▸ Work to complete
Since only part of the records is wanted, repeat exactly the lines from the one containing "man in maroon" through the last line, both included.

▸ Material for the task
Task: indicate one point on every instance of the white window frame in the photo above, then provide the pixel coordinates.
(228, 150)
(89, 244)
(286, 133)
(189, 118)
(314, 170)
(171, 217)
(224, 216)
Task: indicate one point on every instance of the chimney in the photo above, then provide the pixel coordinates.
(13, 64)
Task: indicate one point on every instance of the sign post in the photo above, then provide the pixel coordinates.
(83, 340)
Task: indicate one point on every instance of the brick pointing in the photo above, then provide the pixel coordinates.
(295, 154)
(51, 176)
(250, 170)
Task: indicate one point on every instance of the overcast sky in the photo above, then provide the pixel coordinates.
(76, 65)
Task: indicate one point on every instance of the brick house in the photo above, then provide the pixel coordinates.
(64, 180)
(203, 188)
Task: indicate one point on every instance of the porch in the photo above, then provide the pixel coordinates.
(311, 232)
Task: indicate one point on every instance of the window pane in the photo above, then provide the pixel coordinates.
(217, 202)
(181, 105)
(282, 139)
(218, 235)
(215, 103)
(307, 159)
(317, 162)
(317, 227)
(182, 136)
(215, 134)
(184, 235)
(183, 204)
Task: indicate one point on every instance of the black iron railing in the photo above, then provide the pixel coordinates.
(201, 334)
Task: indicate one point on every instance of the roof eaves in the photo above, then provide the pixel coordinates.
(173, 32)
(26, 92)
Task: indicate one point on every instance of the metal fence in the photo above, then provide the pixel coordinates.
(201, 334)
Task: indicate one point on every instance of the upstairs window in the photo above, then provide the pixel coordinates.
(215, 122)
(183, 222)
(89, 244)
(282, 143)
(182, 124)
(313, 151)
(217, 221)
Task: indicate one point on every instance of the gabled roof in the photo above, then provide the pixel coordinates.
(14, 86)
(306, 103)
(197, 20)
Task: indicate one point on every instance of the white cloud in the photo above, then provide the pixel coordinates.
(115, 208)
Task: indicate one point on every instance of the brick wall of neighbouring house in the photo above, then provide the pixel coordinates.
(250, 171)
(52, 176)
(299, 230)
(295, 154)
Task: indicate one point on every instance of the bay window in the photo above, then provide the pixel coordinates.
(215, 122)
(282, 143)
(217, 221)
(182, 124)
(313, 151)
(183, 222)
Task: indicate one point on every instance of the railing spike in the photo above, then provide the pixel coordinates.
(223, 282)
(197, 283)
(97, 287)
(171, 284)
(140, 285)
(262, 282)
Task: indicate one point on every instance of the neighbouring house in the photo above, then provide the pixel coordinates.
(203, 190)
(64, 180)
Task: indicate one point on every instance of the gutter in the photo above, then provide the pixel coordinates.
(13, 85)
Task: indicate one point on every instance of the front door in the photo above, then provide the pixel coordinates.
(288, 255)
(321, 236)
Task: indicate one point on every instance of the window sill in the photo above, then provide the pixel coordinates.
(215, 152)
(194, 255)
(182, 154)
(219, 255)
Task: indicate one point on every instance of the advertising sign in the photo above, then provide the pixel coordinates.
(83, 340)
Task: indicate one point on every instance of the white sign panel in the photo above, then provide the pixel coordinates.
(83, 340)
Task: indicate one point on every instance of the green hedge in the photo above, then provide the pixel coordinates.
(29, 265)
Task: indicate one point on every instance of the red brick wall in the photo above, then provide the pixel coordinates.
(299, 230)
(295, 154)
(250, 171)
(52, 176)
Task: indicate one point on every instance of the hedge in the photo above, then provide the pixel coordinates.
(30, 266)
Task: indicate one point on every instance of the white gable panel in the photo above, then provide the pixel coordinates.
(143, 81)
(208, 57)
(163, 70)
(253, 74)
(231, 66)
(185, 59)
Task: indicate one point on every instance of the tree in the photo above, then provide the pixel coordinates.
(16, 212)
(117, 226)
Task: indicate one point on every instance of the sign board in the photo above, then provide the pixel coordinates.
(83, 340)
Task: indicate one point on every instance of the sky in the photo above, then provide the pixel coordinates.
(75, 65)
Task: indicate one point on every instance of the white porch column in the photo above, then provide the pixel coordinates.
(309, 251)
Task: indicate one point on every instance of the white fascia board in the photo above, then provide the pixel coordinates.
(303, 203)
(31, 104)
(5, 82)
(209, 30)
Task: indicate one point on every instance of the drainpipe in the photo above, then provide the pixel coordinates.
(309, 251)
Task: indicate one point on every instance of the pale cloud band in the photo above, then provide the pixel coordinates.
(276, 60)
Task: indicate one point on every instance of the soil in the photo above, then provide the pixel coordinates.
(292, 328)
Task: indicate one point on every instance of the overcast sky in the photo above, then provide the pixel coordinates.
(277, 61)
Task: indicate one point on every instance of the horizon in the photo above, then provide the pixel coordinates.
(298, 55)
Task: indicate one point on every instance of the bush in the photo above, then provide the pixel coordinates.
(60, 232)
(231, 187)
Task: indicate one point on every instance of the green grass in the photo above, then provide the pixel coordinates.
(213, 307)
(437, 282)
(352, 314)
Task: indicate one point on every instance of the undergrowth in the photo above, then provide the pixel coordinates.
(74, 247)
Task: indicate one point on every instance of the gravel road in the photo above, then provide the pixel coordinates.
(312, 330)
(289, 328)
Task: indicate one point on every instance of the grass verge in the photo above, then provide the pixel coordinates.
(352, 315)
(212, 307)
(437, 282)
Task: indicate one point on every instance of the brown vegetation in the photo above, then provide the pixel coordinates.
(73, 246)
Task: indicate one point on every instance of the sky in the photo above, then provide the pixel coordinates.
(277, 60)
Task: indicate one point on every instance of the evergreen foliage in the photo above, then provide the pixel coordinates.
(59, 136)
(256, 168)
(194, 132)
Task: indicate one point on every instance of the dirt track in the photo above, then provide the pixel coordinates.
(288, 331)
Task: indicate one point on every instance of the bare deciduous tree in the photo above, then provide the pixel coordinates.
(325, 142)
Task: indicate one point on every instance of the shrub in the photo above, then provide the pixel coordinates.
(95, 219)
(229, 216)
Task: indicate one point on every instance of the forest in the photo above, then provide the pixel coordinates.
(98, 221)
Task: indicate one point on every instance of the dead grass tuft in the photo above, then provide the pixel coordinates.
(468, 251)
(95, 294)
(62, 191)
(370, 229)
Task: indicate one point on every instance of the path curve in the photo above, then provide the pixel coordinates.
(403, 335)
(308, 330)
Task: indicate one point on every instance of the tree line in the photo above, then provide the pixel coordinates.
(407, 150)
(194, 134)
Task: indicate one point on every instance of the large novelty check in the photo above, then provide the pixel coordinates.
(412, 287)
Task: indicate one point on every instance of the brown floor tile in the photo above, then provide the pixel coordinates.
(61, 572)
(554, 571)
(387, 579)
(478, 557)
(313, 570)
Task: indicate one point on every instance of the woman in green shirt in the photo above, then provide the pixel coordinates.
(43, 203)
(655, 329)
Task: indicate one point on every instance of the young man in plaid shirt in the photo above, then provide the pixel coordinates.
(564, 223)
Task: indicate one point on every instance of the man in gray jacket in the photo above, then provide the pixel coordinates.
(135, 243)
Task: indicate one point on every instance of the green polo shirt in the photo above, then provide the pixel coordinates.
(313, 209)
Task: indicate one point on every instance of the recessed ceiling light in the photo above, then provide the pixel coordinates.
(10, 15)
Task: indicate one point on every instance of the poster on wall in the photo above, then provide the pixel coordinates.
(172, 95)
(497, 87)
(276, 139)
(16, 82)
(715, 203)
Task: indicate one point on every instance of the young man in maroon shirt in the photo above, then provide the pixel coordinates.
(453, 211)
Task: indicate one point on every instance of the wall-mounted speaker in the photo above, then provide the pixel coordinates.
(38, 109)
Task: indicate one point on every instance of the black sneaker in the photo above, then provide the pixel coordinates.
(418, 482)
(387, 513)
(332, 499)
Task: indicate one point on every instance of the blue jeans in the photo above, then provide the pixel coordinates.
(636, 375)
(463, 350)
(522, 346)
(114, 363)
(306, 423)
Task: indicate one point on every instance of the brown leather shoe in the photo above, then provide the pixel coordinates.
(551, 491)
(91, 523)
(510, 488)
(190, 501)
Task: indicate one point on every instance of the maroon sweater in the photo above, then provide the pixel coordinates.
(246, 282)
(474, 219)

▸ Answer for this exercise
Task: indicate one point on every instance of the young man in maroon shirt in the photo above, then provide the pixel coordinates.
(453, 211)
Task: indicate one point on every instance of the wall-mounted speaker in the photo above, then provide the pixel coordinates.
(38, 109)
Task: indicate one point on every instance of the black sneaker in the photo above, then provide the pixel coordinates.
(418, 482)
(387, 513)
(332, 499)
Task: indicate one point on every instance of the blue jeans in the photo above, then provide the pixel coordinates.
(636, 375)
(463, 350)
(522, 346)
(114, 363)
(306, 423)
Task: indicate one point on every instance of the brown leather shoe in the photo above, then provide the pixel coordinates.
(551, 491)
(91, 523)
(510, 488)
(190, 501)
Task: indicate one point on every instance of the maroon sweater in the photo above, then provide the pixel coordinates.
(246, 282)
(474, 219)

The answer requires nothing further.